[EXERCISE BRIEF]:
Locate "Give the outline of every instance of the stucco" in the listing below, then output the line holding it and every line after it, exactly and with nothing else.

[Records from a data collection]

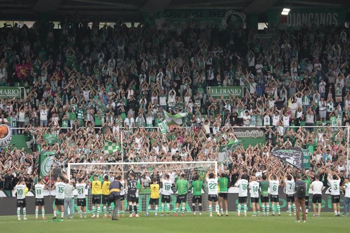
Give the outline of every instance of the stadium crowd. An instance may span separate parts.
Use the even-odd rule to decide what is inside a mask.
[[[265,145],[239,146],[225,159],[220,170],[232,186],[246,172],[288,172],[271,156],[275,147],[308,149],[305,172],[320,175],[325,186],[330,169],[343,179],[350,170],[347,130],[340,127],[350,123],[348,28],[261,33],[189,24],[172,31],[121,21],[99,28],[97,20],[90,28],[67,18],[61,26],[0,29],[0,85],[18,81],[16,64],[32,67],[22,80],[31,88],[26,99],[1,100],[0,123],[22,128],[12,133],[24,134],[32,152],[2,150],[0,188],[11,190],[26,176],[32,188],[38,145],[57,152],[54,165],[63,171],[75,162],[215,161],[220,145],[235,138],[231,127],[260,127],[266,137]],[[206,89],[232,86],[248,93],[215,98]],[[163,109],[188,114],[163,134]],[[45,133],[61,142],[48,144]],[[105,140],[122,149],[105,153]]]

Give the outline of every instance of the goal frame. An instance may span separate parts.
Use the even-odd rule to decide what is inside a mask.
[[[71,179],[71,165],[142,165],[163,164],[214,164],[215,165],[215,174],[218,174],[218,161],[193,161],[193,162],[123,162],[123,163],[68,163],[67,167],[67,179]]]

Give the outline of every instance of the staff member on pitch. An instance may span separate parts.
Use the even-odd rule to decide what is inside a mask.
[[[112,220],[118,220],[117,215],[119,210],[120,206],[120,191],[123,190],[123,185],[120,182],[122,177],[120,175],[114,177],[113,180],[110,184],[110,201],[114,202],[114,209],[113,209],[113,216]]]

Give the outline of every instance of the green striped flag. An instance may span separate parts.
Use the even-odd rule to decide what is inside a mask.
[[[224,159],[227,157],[228,154],[233,150],[240,143],[241,141],[239,140],[230,140],[227,144],[221,145],[220,148],[219,149],[218,162],[223,162]]]
[[[168,125],[166,124],[166,120],[164,120],[162,122],[159,123],[158,125],[158,127],[159,128],[160,132],[163,134],[165,134],[167,132],[168,132],[169,127],[168,127]]]
[[[164,112],[164,115],[165,117],[165,121],[168,126],[171,125],[181,125],[182,122],[182,119],[187,116],[188,112],[182,112],[177,113],[175,115],[172,115],[165,110],[163,110]]]
[[[53,145],[55,143],[60,142],[61,140],[56,136],[50,134],[44,134],[43,135],[43,138],[45,140],[46,143],[50,145]]]
[[[109,112],[110,111],[110,109],[108,108],[104,105],[104,104],[98,99],[97,96],[95,96],[93,97],[93,102],[96,106],[98,107],[101,111],[104,111],[104,112]]]
[[[104,153],[113,153],[114,152],[120,150],[121,148],[116,143],[111,141],[104,140]]]
[[[50,173],[56,153],[53,151],[43,151],[40,154],[40,177],[44,178]]]

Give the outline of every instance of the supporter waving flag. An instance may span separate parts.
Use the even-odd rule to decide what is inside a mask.
[[[302,169],[304,153],[298,147],[289,147],[286,149],[273,149],[272,155],[283,160],[298,169]]]
[[[181,112],[177,113],[174,115],[172,115],[165,110],[164,111],[164,115],[165,117],[165,121],[168,126],[171,125],[181,125],[183,123],[183,118],[186,117],[188,114],[187,112]]]

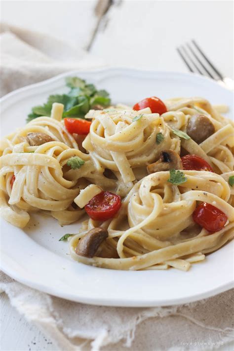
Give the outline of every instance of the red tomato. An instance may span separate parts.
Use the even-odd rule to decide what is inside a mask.
[[[15,177],[14,175],[13,175],[12,178],[10,180],[10,184],[11,189],[12,189],[12,188],[13,188],[13,185],[14,184],[14,182],[15,181]]]
[[[208,232],[218,232],[228,220],[223,212],[207,202],[202,202],[193,214],[194,221]]]
[[[91,199],[84,206],[90,218],[107,221],[112,218],[121,207],[121,197],[109,192],[102,192]]]
[[[187,171],[207,171],[214,172],[206,161],[197,155],[186,155],[181,157],[183,168]]]
[[[146,107],[149,107],[153,114],[162,115],[167,111],[164,104],[156,96],[142,100],[141,101],[135,104],[133,109],[136,111],[139,111],[139,110],[145,109]]]
[[[85,119],[78,119],[74,118],[65,118],[64,124],[67,130],[72,134],[88,134],[89,133],[91,122]]]

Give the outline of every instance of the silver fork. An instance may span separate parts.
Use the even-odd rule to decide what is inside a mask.
[[[234,90],[234,80],[224,76],[211,62],[195,40],[176,48],[179,54],[191,72],[209,77],[218,83]]]

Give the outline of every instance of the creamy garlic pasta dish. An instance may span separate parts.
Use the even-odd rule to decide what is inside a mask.
[[[78,100],[69,114],[52,101],[47,116],[1,141],[4,220],[23,228],[40,211],[77,222],[60,239],[69,237],[72,257],[115,270],[187,271],[232,239],[234,129],[225,107],[156,97],[130,107],[88,93],[83,115]]]

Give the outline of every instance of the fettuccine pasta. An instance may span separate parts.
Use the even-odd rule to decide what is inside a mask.
[[[223,246],[234,234],[233,122],[202,98],[157,99],[82,120],[55,103],[6,136],[3,218],[23,228],[36,211],[61,225],[87,213],[72,257],[115,270],[187,271]]]

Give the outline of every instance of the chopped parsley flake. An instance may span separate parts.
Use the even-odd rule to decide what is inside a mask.
[[[156,143],[157,144],[160,144],[165,139],[165,137],[161,133],[157,133],[156,136]]]
[[[179,185],[182,183],[185,183],[187,181],[187,178],[183,172],[176,171],[174,168],[170,170],[170,178],[167,180],[169,183]]]
[[[80,158],[78,156],[74,156],[68,160],[67,164],[73,169],[76,169],[77,168],[80,168],[85,163],[83,159]]]
[[[234,185],[234,176],[231,176],[231,177],[229,177],[228,182],[231,187],[233,187]]]
[[[67,240],[68,239],[68,237],[69,237],[70,236],[72,236],[74,235],[74,234],[65,234],[65,235],[64,235],[63,236],[62,236],[62,237],[59,239],[59,241],[63,241],[64,240]]]

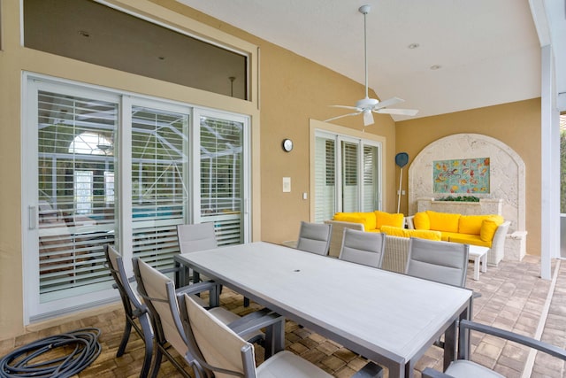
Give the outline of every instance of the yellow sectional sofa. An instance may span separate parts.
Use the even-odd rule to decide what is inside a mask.
[[[427,210],[408,217],[409,228],[440,232],[445,242],[490,248],[487,262],[497,265],[504,254],[504,243],[510,222],[495,214],[462,215]]]

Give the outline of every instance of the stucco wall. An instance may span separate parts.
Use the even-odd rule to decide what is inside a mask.
[[[238,46],[252,54],[252,102],[230,98],[135,74],[57,57],[20,46],[19,4],[3,2],[1,12],[3,50],[0,51],[0,338],[19,335],[24,328],[24,282],[35,285],[23,274],[22,213],[28,204],[21,199],[22,71],[66,78],[140,94],[201,104],[220,106],[249,114],[252,119],[252,222],[253,239],[281,242],[296,237],[301,220],[309,220],[309,122],[336,115],[333,104],[353,104],[363,94],[363,86],[302,57],[219,22],[173,0],[110,1],[134,12],[155,18],[176,27],[191,29],[195,21],[200,33]],[[110,32],[110,31],[109,31]],[[255,64],[259,64],[256,70]],[[257,72],[260,73],[259,76]],[[373,94],[372,94],[373,95]],[[375,96],[375,95],[373,95]],[[389,193],[394,193],[394,122],[389,116],[376,117],[376,125],[366,133],[386,136],[392,148],[386,157],[385,177]],[[342,120],[341,125],[360,130],[360,118]],[[293,139],[292,152],[282,151],[284,138]],[[33,173],[31,173],[33,174]],[[292,192],[283,193],[281,178],[292,178]],[[394,206],[395,198],[384,198]],[[9,304],[10,305],[6,305]]]
[[[526,252],[540,255],[539,98],[406,120],[397,122],[395,127],[397,152],[409,153],[409,166],[426,146],[455,134],[480,134],[490,136],[515,151],[524,162],[524,215],[525,230],[528,232]],[[405,190],[409,190],[408,171],[403,171]],[[406,213],[409,212],[408,198],[409,197],[403,197],[402,206]]]

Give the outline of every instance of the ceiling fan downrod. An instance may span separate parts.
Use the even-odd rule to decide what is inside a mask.
[[[370,98],[368,96],[368,27],[367,27],[367,14],[371,10],[371,5],[362,5],[358,11],[363,14],[363,60],[365,61],[365,98]]]

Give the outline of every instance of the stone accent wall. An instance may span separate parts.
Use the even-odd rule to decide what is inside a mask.
[[[503,201],[499,198],[480,198],[479,202],[434,201],[434,198],[418,198],[417,211],[432,210],[438,212],[452,212],[463,215],[502,215]]]

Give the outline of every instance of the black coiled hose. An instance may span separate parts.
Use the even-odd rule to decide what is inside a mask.
[[[99,336],[98,328],[81,328],[30,343],[0,359],[0,377],[71,377],[100,355]],[[54,351],[56,348],[61,351]],[[47,352],[60,357],[40,358]]]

[FINAL RESULT]:
Give the outline of every instance of the stucco wall. An instance may span separate parts.
Use the even-odd rule to decide what is inside a mask.
[[[238,46],[252,54],[252,102],[230,98],[135,74],[57,57],[20,46],[19,4],[3,2],[1,12],[3,50],[0,51],[0,338],[19,335],[24,328],[24,282],[35,285],[23,274],[22,213],[28,204],[21,199],[22,71],[66,78],[140,94],[201,104],[220,106],[249,114],[252,119],[252,222],[253,239],[281,242],[296,237],[301,220],[309,220],[309,122],[336,115],[333,104],[353,104],[363,94],[363,86],[302,57],[219,22],[173,0],[110,1],[134,12],[155,18],[176,27],[191,29],[195,21],[200,33]],[[110,32],[110,31],[109,31]],[[255,64],[259,64],[256,70]],[[257,72],[260,73],[259,76]],[[373,94],[372,94],[373,95]],[[375,96],[375,95],[373,95]],[[389,193],[394,193],[394,122],[389,116],[376,117],[376,125],[366,133],[386,136],[392,148],[386,157],[385,177]],[[342,120],[341,125],[360,130],[360,118]],[[293,139],[292,152],[282,151],[284,138]],[[33,173],[31,173],[33,174]],[[292,192],[283,193],[281,178],[292,178]],[[394,206],[395,198],[384,198]],[[9,304],[10,305],[6,305]]]
[[[526,252],[540,255],[539,98],[406,120],[397,122],[395,127],[397,152],[409,153],[409,166],[426,146],[455,134],[480,134],[490,136],[515,151],[524,162],[524,215],[525,230],[528,232]],[[405,190],[409,190],[408,171],[403,171]],[[406,213],[409,212],[408,198],[409,197],[403,197],[402,206]]]

Give the outline of every instance of the ceiling fan downrod. An instance may span separate parts.
Use the even-odd rule to decide what is inside a mask.
[[[370,98],[368,96],[368,27],[367,27],[367,14],[371,10],[371,5],[362,5],[358,11],[363,14],[363,60],[365,61],[365,98]]]

Give the outline of every instance of the stone accent wall. An instance may span separate parts.
Use the even-odd rule to decide what is inside a mask.
[[[503,201],[499,198],[480,198],[479,202],[434,201],[434,198],[418,198],[417,211],[432,210],[438,212],[452,212],[463,215],[502,215]]]

Give the outline of every instance of the black coiled hose. An instance may span separate parts.
Use the even-odd rule to decide what is inside a mask.
[[[99,336],[98,328],[81,328],[30,343],[0,359],[0,377],[71,377],[100,355]],[[54,351],[56,348],[61,351]],[[47,352],[60,357],[40,358]]]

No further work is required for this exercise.